#### Items from a dataset
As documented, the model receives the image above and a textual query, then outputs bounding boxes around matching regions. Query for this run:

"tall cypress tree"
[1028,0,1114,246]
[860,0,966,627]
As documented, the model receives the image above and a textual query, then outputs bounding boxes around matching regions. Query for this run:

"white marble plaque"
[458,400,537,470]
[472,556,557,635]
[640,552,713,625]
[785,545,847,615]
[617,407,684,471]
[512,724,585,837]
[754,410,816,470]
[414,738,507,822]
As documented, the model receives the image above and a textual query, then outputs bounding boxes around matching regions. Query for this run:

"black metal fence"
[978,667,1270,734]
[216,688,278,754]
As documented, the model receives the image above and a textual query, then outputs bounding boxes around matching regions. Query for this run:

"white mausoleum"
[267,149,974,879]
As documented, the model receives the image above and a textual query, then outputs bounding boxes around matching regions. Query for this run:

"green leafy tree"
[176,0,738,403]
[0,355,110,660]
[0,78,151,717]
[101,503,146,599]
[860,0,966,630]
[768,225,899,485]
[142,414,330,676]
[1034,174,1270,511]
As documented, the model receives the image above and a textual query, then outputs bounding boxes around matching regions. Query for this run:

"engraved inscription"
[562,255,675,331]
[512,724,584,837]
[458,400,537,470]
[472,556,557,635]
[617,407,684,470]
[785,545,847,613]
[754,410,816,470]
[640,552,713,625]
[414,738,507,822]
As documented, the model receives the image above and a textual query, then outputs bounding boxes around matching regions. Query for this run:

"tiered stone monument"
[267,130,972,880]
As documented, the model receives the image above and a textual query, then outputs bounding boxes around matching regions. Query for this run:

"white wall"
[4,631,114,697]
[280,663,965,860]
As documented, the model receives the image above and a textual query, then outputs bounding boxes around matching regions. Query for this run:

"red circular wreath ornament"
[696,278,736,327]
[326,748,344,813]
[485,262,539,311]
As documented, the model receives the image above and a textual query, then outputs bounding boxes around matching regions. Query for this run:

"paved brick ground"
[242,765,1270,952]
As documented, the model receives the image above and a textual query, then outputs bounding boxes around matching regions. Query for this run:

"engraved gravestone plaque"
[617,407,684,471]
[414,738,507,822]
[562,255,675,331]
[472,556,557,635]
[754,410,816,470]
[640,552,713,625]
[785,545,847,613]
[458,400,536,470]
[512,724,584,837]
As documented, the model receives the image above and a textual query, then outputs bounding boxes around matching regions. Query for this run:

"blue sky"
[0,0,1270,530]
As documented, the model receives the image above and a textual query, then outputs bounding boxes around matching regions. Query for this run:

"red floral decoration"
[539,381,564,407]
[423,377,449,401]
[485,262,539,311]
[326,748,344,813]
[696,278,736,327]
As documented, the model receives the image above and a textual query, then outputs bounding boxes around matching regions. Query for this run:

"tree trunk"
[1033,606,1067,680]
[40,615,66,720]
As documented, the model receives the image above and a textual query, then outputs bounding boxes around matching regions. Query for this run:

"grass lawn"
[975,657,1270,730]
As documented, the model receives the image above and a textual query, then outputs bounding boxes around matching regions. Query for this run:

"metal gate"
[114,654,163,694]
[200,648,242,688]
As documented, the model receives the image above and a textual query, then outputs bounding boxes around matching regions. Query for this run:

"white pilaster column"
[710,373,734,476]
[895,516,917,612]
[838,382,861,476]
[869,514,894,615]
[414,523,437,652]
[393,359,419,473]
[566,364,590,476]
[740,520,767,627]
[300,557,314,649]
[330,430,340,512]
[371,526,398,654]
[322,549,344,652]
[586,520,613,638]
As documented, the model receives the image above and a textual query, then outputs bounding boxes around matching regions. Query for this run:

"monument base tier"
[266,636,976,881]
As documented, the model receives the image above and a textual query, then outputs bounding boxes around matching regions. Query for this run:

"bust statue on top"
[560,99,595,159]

---

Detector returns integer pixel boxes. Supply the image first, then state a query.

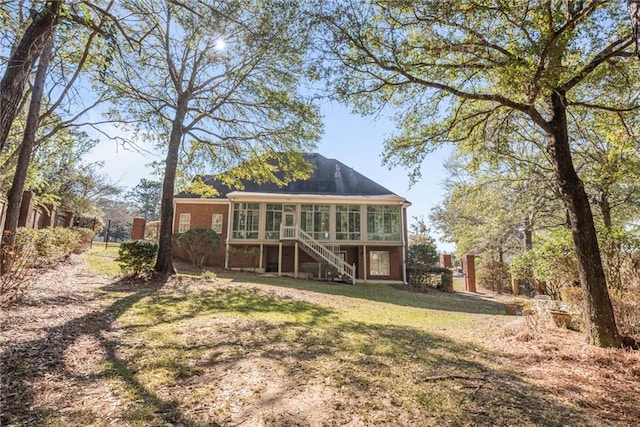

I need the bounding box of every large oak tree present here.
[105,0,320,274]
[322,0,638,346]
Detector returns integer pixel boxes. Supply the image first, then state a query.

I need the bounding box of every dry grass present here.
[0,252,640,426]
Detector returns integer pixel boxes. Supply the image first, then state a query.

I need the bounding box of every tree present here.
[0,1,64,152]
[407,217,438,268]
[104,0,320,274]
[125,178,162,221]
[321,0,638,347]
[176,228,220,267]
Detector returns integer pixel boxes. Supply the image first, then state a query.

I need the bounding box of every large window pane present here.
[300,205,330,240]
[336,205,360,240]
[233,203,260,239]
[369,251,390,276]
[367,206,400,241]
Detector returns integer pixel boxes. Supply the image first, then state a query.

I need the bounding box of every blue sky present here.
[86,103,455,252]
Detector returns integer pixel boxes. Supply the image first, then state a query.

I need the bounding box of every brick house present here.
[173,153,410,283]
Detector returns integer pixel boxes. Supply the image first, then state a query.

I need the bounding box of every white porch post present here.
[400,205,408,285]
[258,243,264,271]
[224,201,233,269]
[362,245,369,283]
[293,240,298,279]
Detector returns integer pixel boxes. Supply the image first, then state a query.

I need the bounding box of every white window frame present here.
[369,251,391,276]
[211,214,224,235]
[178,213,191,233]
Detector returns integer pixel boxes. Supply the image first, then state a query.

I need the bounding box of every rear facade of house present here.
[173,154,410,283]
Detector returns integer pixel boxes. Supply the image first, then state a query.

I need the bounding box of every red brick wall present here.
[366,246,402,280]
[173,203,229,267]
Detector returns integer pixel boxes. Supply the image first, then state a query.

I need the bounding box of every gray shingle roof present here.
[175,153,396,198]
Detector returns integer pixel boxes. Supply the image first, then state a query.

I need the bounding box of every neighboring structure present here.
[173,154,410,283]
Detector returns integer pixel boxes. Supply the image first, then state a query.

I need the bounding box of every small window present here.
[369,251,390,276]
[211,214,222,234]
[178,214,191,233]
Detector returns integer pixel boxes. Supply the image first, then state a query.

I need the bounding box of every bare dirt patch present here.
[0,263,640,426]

#### PROBLEM TO SOLVE
Count the lines in the rows above that contain the string "white", with case counting, and reply with the number only.

#### COMPLETE OUTPUT
6